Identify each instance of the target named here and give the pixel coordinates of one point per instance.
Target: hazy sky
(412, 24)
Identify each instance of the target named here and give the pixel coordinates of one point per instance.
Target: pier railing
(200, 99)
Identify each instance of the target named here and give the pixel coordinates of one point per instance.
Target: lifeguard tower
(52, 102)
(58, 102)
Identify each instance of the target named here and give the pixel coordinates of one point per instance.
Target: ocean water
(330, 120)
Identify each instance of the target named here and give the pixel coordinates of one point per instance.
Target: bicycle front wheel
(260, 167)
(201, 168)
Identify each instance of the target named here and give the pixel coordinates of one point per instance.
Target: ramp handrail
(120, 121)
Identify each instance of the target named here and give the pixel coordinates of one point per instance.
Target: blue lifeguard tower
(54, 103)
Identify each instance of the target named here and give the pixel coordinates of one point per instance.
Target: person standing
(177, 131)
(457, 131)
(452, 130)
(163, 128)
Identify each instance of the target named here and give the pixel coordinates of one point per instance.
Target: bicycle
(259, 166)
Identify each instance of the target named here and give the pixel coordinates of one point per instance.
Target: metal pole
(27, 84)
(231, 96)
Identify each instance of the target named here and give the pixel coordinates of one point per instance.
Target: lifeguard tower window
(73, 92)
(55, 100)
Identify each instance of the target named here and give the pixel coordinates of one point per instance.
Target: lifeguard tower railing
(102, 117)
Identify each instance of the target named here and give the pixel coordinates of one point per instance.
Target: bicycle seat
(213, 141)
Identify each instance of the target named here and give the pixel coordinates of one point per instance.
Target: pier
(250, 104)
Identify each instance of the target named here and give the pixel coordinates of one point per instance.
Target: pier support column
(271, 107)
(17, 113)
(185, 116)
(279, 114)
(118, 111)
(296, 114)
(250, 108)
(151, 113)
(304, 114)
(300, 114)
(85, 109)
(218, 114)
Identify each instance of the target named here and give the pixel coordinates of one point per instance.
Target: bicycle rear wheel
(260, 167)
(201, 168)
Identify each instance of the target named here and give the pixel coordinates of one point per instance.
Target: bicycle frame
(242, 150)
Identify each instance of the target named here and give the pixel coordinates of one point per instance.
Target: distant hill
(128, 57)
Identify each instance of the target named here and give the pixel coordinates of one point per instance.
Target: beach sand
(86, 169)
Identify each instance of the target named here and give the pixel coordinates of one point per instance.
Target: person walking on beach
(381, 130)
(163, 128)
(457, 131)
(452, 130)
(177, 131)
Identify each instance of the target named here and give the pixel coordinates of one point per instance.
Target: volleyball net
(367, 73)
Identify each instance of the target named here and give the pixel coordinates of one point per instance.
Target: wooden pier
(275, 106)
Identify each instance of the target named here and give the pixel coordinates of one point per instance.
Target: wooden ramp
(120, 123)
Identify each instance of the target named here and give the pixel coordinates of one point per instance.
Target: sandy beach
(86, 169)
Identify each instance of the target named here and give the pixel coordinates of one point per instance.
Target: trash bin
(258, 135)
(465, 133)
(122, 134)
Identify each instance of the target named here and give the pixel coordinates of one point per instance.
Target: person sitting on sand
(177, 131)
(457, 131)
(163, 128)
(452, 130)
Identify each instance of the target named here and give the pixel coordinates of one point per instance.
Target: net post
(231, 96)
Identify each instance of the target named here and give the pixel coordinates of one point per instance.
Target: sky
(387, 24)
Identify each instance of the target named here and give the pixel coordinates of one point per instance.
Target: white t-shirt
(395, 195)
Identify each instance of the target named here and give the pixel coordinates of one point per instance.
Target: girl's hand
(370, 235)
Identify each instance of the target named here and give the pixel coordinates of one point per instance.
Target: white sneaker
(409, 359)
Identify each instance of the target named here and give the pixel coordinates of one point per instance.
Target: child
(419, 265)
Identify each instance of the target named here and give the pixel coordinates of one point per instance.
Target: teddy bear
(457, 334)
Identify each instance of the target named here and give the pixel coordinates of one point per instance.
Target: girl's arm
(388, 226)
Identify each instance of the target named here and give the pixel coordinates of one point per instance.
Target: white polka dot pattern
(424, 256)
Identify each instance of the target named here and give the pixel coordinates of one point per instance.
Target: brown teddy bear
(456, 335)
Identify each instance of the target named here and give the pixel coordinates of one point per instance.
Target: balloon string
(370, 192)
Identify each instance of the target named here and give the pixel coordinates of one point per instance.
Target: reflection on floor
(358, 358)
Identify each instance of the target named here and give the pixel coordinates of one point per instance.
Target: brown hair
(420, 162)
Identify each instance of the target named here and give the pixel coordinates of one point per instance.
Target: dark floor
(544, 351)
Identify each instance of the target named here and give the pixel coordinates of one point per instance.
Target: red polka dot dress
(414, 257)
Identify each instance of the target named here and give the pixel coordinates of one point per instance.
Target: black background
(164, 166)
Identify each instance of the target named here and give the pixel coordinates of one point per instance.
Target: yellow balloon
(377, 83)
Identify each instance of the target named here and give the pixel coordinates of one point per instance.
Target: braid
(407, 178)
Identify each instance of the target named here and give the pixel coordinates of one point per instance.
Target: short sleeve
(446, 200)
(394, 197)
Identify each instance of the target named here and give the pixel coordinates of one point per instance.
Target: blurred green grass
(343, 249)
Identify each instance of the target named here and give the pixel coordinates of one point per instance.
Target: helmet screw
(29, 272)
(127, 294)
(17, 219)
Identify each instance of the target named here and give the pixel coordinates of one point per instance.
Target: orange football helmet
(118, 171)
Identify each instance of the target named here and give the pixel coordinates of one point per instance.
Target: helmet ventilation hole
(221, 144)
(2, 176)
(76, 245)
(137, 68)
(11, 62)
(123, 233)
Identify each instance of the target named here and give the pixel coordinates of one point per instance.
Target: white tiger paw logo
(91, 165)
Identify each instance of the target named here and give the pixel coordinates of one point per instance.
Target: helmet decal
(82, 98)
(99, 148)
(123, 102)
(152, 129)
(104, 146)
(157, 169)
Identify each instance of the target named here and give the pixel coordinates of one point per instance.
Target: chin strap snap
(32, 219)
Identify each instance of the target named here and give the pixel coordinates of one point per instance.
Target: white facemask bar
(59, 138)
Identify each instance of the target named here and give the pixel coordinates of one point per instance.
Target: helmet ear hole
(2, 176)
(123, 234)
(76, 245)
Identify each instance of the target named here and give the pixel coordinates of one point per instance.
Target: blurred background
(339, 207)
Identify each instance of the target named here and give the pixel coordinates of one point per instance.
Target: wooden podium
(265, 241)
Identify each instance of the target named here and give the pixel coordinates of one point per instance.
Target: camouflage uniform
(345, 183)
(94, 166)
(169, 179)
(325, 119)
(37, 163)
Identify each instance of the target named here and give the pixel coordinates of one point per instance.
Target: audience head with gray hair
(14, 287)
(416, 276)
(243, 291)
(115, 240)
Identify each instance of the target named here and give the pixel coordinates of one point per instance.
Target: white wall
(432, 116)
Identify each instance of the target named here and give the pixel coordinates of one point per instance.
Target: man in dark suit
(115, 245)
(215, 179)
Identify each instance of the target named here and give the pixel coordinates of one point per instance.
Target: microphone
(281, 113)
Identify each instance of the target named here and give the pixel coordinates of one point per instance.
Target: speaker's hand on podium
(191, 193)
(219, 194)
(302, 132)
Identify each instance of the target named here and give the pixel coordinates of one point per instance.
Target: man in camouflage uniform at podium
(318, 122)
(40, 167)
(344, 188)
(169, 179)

# [Your assignment]
What's needed is a word-for-word restatement of all the entries.

# [The answer]
Identify each instance of the target named here and give the pixel coordinates of one point per instance.
Target: hazy sky
(412, 24)
Identify each instance of the target named here and give the pixel coordinates of one point per instance.
Target: pier railing
(200, 99)
Identify each instance of the target named here and give the pixel coordinates of one point per instance.
Target: lifeguard tower
(52, 102)
(58, 102)
Identify each instance of the target named here and give the pixel coordinates of one point per instance.
Target: ocean water
(330, 120)
Identify each instance of the target named here and give the pixel coordinates of one point per instance.
Target: bicycle front wheel
(260, 167)
(201, 168)
Identify each instance of the target named here and give the pixel coordinates of one point per instance.
Target: ramp handrail
(120, 121)
Identify each instance of the target named here and give the pixel coordinates of one point per instance.
Target: blue lifeguard tower
(54, 103)
Identify each instance of the target named here and give the pixel coordinates of one point per instance.
Target: person standing
(177, 131)
(457, 131)
(452, 130)
(163, 128)
Identify each instance of the target named here and give the pixel coordinates of one point per instance.
Target: bicycle
(259, 166)
Identify each instance of the target named here and give the pixel coordinates of one point per instance.
Target: metal pole
(27, 84)
(231, 96)
Identify each instance of the target named here and give the pixel coordinates of one point per instance.
Target: lifeguard tower window
(73, 92)
(55, 100)
Identify each instance of the target named here and give the pixel coordinates of one point per instance.
Target: lifeguard tower railing
(102, 117)
Identify each instance of the target named here and give the pixel coordinates of one point per instance.
Target: bicycle seat
(213, 141)
Identify each instance of the target named here and give the pixel coordinates of one point per instance.
Target: pier
(250, 104)
Identify each instance of the target named here and give the pixel coordinates of one point per instance.
Target: pier support column
(271, 107)
(17, 113)
(185, 116)
(279, 114)
(118, 111)
(296, 114)
(250, 108)
(151, 113)
(304, 114)
(300, 114)
(85, 109)
(218, 114)
Identify each instance of the target named here and give the pixel coordinates of one point per instance.
Target: bicycle rear wheel
(260, 167)
(201, 168)
Identify each instance of the target named here and give the pixel coordinates of one point per instance.
Target: bicycle frame
(242, 150)
Identify each instance of the target named here and give the pixel coordinates of one point per instance.
Target: distant hill
(128, 57)
Identify each instance of the target named here and give the pixel coordinates of one point per instance.
Target: beach sand
(86, 169)
Identify each instance of the target named here and give the pixel coordinates of one point per instance.
Target: person walking on beach
(381, 130)
(163, 128)
(457, 131)
(452, 130)
(177, 131)
Identify each instance of the target named here and give the pixel coordinates of one point per instance.
Target: volleyball net
(367, 73)
Identify each instance of the target named here and give the pixel coordinates of one point per instance.
Target: wooden pier
(275, 106)
Identify each instance of the target named here and give the pixel coordinates of one point per instance.
Target: wooden ramp
(120, 123)
Identify each instance of the target named here and give the pixel coordinates of one point per instance.
Target: sandy beach
(86, 169)
Identify each instance of the target named here and give the pixel coordinates of one point per instance.
Target: trash bin
(258, 135)
(465, 133)
(122, 134)
Identify each instance of the target named here and give the pixel coordinates of one point per instance.
Target: person sitting on sand
(177, 131)
(457, 131)
(163, 128)
(452, 130)
Identify each instance of the target named here and give the pixel coordinates of one point per instance.
Target: net post
(231, 96)
Identify each instance of the target named here and give the pixel coordinates of one point per instance.
Target: sky
(387, 24)
Identify each instance of the target named here and give the pixel coordinates of one point per instance.
Target: white t-shirt
(395, 195)
Identify each instance of the target named here and give the pixel coordinates of one point per instance.
Target: girl's hand
(370, 235)
Identify each instance of the target named here and give the pixel coordinates of one point per instance.
Target: white sneaker
(409, 359)
Identify each instance of the target named here and give the pixel coordinates of one point per instance.
Target: child
(419, 265)
Identify each instance of the target named here and give the pixel coordinates of one point per instance.
Target: teddy bear
(457, 334)
Identify each instance of the target named here and give the pixel coordinates of one point per instance.
Target: girl's arm
(388, 226)
Identify each instance of the target named here and give the pixel coordinates of one point per instance.
Target: white polka dot pattern
(424, 256)
Identify each instance of the target named here and give the pixel coordinates of one point per instance.
Target: brown teddy bear
(456, 335)
Identify each instance of the target named here and give the pixel coordinates of one point per instance.
Target: balloon string
(370, 192)
Identify each instance of the target named here and give the pixel coordinates of one point per instance.
Target: reflection on floor
(358, 358)
Identify each instance of the target named here and give the pixel coordinates of one point per instance.
Target: brown hair
(420, 162)
Identify each instance of the target named here and give the pixel coordinates of one point per instance.
Target: dark floor
(544, 351)
Identify each instance of the target named here and give the pixel coordinates of one point per instance.
Target: red polka dot dress
(414, 257)
Identify each instance of the target named here and give the pixel coordinates of one point per instance.
Target: black background
(164, 166)
Identify each instance of the target named here and give the pixel coordinates of one point per instance.
Target: yellow balloon
(377, 83)
Identify each instance of the target named here and give the pixel coordinates of one point per instance.
Target: braid
(407, 178)
Identify each instance of the target named here and give the pixel coordinates of one point per instance.
Target: short sleeve
(446, 200)
(394, 197)
Identify each instance of the target named here and give the pixel coordinates of one point per instance.
Target: blurred green grass
(343, 249)
Identify each instance of the target named here and give the pixel coordinates of one point per instance.
Target: helmet screw
(29, 272)
(127, 294)
(17, 219)
Identify each instance of the target named here and give the pixel coordinates of one point per instance.
Target: orange football helmet
(118, 171)
Identify each instance of the target named here and give the pixel coordinates of one point per instance.
Target: helmet ventilation hole
(221, 144)
(2, 176)
(76, 245)
(137, 68)
(11, 62)
(123, 233)
Identify each instance of the target named here and give the pixel coordinates of one point per instance.
Target: white tiger paw logo
(91, 165)
Identify each instance of the target named here and give the pixel coordinates of one point per instance.
Target: helmet decal
(82, 98)
(99, 148)
(123, 102)
(152, 129)
(104, 146)
(157, 169)
Identify each instance of the target named here and give the pixel coordinates of one point per instance.
Target: chin strap snap
(32, 219)
Identify each instance of the target named here and give the pixel coordinates of one point per instance.
Target: white facemask bar
(59, 138)
Identify each instance of the target named here and give the pixel coordinates of one point per instance.
Target: helmet ear hole
(2, 176)
(123, 234)
(76, 245)
Identify each instance of the target named here and give the pixel coordinates of one point per instance.
Target: blurred background
(339, 207)
Identify each instance of the target named here and give the pixel coordinates of one point per instance.
Target: wooden podium
(265, 241)
Identify each instance of the target named here and give the pixel coordinates of one point per instance.
Target: camouflage uniform
(345, 183)
(94, 166)
(169, 179)
(325, 119)
(37, 163)
Identify each instance of the target named here and give the pixel coordinates of one point per instance.
Target: audience head with gray hair
(14, 287)
(416, 276)
(243, 291)
(115, 240)
Identify each instance of the target named here and give the pixel coordinates of one point per instance.
Target: white wall
(432, 116)
Identify each instance of the target named here and give the pixel coordinates of one point per instance.
Target: man in dark suit
(115, 245)
(215, 179)
Identify each instance of the target named here and give the pixel coordinates of one point per instance.
Target: microphone
(281, 113)
Identify each instance of the target named here and give the pixel coordinates of one point per instance.
Target: speaker's hand on podium
(191, 193)
(219, 194)
(302, 132)
Identify each instance of the target named here and give the pixel coordinates of one point per instance.
Target: man in camouflage uniform at podium
(318, 122)
(40, 167)
(344, 188)
(169, 179)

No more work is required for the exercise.